- Exercise brief:
Each entry is to be repeated word for word, and the images are to be dropped.

==============================

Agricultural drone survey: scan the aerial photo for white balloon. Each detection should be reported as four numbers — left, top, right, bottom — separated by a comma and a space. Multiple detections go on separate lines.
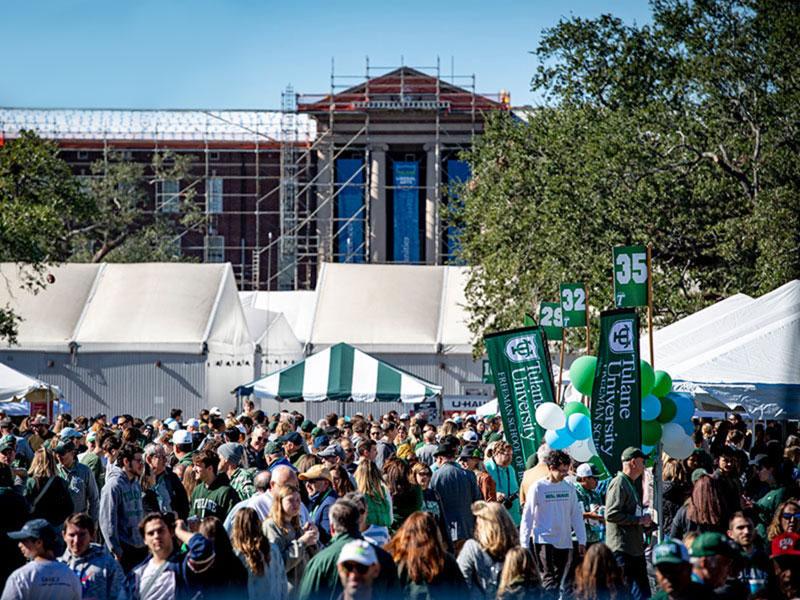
535, 403, 566, 430
661, 422, 685, 447
664, 432, 695, 460
567, 438, 595, 462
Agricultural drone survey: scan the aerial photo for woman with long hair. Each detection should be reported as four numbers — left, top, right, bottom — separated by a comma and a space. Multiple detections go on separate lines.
383, 457, 422, 532
331, 464, 355, 497
456, 501, 519, 600
669, 474, 732, 539
231, 507, 288, 600
496, 547, 540, 600
199, 516, 248, 598
767, 499, 800, 541
355, 459, 393, 533
263, 484, 318, 592
411, 462, 452, 551
25, 447, 73, 525
574, 543, 629, 600
661, 458, 691, 532
385, 511, 467, 599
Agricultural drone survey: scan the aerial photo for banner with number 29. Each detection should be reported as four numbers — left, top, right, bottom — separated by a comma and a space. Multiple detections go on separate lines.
613, 245, 649, 307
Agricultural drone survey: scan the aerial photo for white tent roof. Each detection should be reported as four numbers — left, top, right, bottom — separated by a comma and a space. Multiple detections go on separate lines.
648, 280, 800, 417
239, 291, 316, 345
651, 280, 799, 374
242, 307, 303, 358
0, 263, 254, 356
0, 362, 58, 403
309, 263, 474, 354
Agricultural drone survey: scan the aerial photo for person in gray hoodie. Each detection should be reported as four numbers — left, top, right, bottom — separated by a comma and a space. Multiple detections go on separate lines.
99, 443, 145, 572
60, 513, 127, 600
55, 441, 100, 522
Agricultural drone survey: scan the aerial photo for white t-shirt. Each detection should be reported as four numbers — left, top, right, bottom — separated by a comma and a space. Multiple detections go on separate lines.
138, 560, 175, 600
519, 478, 586, 549
1, 559, 81, 600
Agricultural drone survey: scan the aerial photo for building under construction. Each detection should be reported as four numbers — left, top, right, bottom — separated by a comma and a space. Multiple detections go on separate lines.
0, 61, 510, 290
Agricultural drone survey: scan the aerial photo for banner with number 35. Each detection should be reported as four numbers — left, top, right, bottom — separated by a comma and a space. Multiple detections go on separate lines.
613, 245, 649, 307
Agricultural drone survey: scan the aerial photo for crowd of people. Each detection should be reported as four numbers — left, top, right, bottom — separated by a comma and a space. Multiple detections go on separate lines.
0, 403, 798, 600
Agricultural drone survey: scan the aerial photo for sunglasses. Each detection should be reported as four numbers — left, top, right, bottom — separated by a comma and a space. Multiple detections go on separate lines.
782, 513, 800, 521
341, 561, 370, 575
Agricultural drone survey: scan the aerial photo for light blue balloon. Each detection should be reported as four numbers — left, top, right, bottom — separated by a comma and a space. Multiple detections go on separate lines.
667, 392, 695, 423
642, 444, 656, 455
567, 413, 592, 441
545, 426, 575, 450
641, 394, 662, 421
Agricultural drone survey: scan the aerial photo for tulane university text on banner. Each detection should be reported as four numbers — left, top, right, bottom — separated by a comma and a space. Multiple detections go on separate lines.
484, 326, 556, 479
590, 309, 642, 474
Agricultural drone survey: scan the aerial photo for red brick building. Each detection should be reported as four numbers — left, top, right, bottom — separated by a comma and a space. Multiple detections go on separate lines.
0, 65, 509, 290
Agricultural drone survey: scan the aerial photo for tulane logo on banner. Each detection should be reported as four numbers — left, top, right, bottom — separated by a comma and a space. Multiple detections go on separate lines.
485, 326, 555, 479
608, 319, 635, 353
505, 334, 539, 363
591, 309, 642, 475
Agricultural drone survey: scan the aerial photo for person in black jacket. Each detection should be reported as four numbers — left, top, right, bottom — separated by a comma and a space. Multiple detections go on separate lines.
144, 443, 189, 519
0, 463, 29, 587
24, 447, 73, 527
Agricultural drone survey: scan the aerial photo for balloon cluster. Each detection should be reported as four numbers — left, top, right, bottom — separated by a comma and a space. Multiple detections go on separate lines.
533, 356, 696, 463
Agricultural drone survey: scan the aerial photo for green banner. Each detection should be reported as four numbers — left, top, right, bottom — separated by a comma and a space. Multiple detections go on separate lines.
613, 245, 649, 307
591, 309, 642, 474
538, 302, 563, 339
485, 326, 555, 479
560, 282, 587, 327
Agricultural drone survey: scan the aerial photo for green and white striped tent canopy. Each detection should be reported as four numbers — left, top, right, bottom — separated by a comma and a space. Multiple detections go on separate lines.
240, 342, 441, 403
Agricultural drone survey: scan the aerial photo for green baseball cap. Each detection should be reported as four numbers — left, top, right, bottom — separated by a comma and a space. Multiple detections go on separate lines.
652, 540, 690, 566
264, 441, 284, 455
691, 468, 709, 483
691, 532, 741, 559
621, 447, 647, 462
0, 434, 15, 452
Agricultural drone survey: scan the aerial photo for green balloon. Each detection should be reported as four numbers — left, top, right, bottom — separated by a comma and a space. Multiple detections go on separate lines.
563, 401, 590, 418
641, 420, 663, 446
657, 396, 677, 424
653, 370, 673, 398
640, 360, 655, 398
569, 356, 597, 396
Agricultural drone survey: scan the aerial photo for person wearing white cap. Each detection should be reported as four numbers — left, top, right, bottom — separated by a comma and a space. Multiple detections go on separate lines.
574, 463, 605, 546
336, 540, 380, 600
173, 429, 196, 467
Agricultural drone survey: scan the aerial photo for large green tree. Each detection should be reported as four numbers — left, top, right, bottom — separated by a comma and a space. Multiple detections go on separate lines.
458, 0, 800, 353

==============================

- Output of the task:
Agricultural drone survey: scan the aerial photo for white balloon. Each detection should be reported as four numbers — left, top, right, bottom — separated by a comma and a space. Multiple detections go on separate lines.
535, 403, 566, 430
661, 422, 685, 447
664, 432, 695, 460
567, 438, 595, 462
Agricultural drone survey: scan the aerial photo for woman with long hair. Each detection should be reported as four numbers — left, top, right, bottom — separated by a comma and a space. Multiple detections go on separate lines.
383, 457, 422, 532
331, 464, 355, 497
456, 501, 519, 600
669, 474, 732, 539
231, 507, 288, 600
496, 547, 540, 600
199, 516, 248, 598
767, 499, 800, 541
355, 459, 393, 533
263, 484, 318, 592
411, 462, 452, 551
25, 447, 73, 525
574, 543, 629, 600
661, 458, 691, 532
385, 511, 467, 599
Agricultural drone survey: scan the aerial photo for banner with number 29. Each detection should be reported as four numbers — left, top, right, bottom — separated by a comma and a space. Multiple detections go on separate lines.
613, 245, 649, 307
Agricultural drone survey: scan the aerial photo for white tent roof. Each detection should be reported as four numbers — left, top, right, bottom — separated by a comma and a space. Multiple detections go on separate lines.
648, 280, 800, 417
239, 291, 316, 345
651, 280, 799, 374
242, 307, 303, 358
0, 263, 254, 356
0, 362, 58, 403
309, 263, 474, 354
Agricultural drone survey: scan the aerial photo for person in gray hoodie. Each detection should be reported as four numbers — left, top, right, bottom — separated by a comma and a space. Multiple detections go on separate lines.
99, 443, 145, 572
60, 513, 127, 600
55, 441, 100, 522
Agricultural drone survey: scan the aerial photo for white t-shirt. Each detection should be reported as four numbers — left, top, right, bottom — separated by a comma and a space. Multiple detections go on separate lines.
138, 560, 175, 600
519, 478, 586, 549
1, 559, 81, 600
Agricultural drone survey: scan the aerial photo for building under construction. Each detection should be reported as four numbers — left, top, right, bottom — separated by a comma and a space. Multiple detections go on separate lines.
0, 61, 510, 290
Agricultural drone survey: scan the aerial photo for banner with number 35. Each detection should be reported as four numbers — left, top, right, bottom — separated by a comma and a space. Multiple detections go on separate lines.
613, 245, 649, 307
Agricultural drone survey: scan the aerial photo for crowd of people. Each detection should be reported as four numbers — left, top, right, bottom — separated by a comma and a space. Multiple detections go on separate lines.
0, 403, 798, 600
Agricultural drone survey: scan the aerial photo for sunglasses. Each detection should be reported as four numbers — left, top, right, bottom — separated by a comma and a space. Multiple detections go on separate lines.
782, 513, 800, 521
341, 561, 370, 575
Agricultural drone survey: scan the aerial photo for light blue balloon. Each detection should be reported as four numbers — left, top, right, bottom — separated by a comma and a space. Multiple detections go on separate lines.
667, 392, 695, 423
642, 444, 656, 455
567, 413, 592, 441
545, 426, 575, 450
641, 394, 662, 421
Agricultural drone survey: scan the aerial photo for tulane university text on banner. Each detection should be reported as four numbers — left, top, right, bottom — separated by a comma and a space. Multiple detections go on separate lines.
484, 326, 556, 479
590, 309, 642, 474
Agricultural drone survey: scan the aerial photo for red brick building. Each detection should be reported as four numbers — left, top, right, bottom — separated by a comma and a space. Multiple detections go on separate lines.
0, 65, 509, 290
Agricultural drone survey: scan the aerial photo for tulane logo on banner. Each detection should be reported as four numbers — left, top, right, bottom — separated by a comma and a space. Multiple detections go on separate lines.
485, 326, 555, 479
608, 319, 635, 353
505, 334, 539, 363
591, 309, 642, 475
Agricultural drone survey: scan the aerial photo for person in black jacket. Each detection should be reported as four numbers — left, top, right, bottom — separated by a comma and a space. Multiple detections go on separate lines.
144, 443, 189, 519
0, 463, 29, 587
24, 447, 73, 527
Agricultural drone survey: scan the aerial photo for balloon cluster. Each detection should be reported as four numbers — left, top, right, bottom — separated by a comma and a space. Multiple detections go on separate lines.
533, 356, 696, 463
Agricultural drone survey: scan the aerial photo for green banner. Each detection should be reported as four numbers — left, top, right, bottom — separated by a comma and a space. Multiple detections go on separate lines.
613, 245, 649, 307
591, 309, 642, 474
538, 302, 563, 339
485, 326, 555, 479
560, 282, 587, 327
Agricultural drone survey: scan the aerial photo for green and white striped tent canopy. Each detection should be reported as four numbers — left, top, right, bottom — separated by a comma and a space. Multiple detections go on separate lines.
240, 342, 441, 403
Agricultural drone survey: scan the aerial photo for green baseball cap. Each detection should be reported as four numbers — left, top, right, bottom — separated by a comma and a space. Multiple detections go on separate lines.
652, 540, 690, 566
264, 441, 284, 455
691, 468, 709, 483
691, 532, 741, 559
621, 447, 647, 462
0, 434, 15, 452
Agricultural drone survey: scan the aerial photo for green balloon. Each detection should be reported as four numbers — left, top, right, bottom — separated by a comma and a space. Multiple detections go on separate lines.
563, 401, 590, 418
641, 420, 663, 446
657, 396, 677, 424
653, 370, 673, 398
640, 360, 655, 398
569, 356, 597, 396
Agricultural drone survey: scan the aerial photo for person wearing white cap. Each detection should be reported as four numbers — left, top, right, bottom — separated by a comma and a space. Multiple detections go on separate lines.
574, 463, 605, 546
336, 540, 380, 600
173, 429, 196, 467
Agricultural drone survey: scan the aerial photo for large green tree. Each detection should be reported as four numbers — left, top, right, bottom — separated by a comma and a space. Multiple detections go on separate lines.
458, 0, 800, 353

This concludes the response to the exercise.